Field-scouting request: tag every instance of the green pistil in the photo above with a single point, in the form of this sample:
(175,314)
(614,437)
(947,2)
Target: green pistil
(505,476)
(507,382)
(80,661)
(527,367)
-=-=-=-=-
**ACTIVITY:**
Your task is to repeat the data exactly; please include every line.

**EXERCISE RESULT:**
Field-scouting request: tag every instance of the green pistil in the photo above with a single point, in the form of this sample:
(175,314)
(614,437)
(947,2)
Target: green pistil
(505,476)
(507,382)
(80,661)
(527,367)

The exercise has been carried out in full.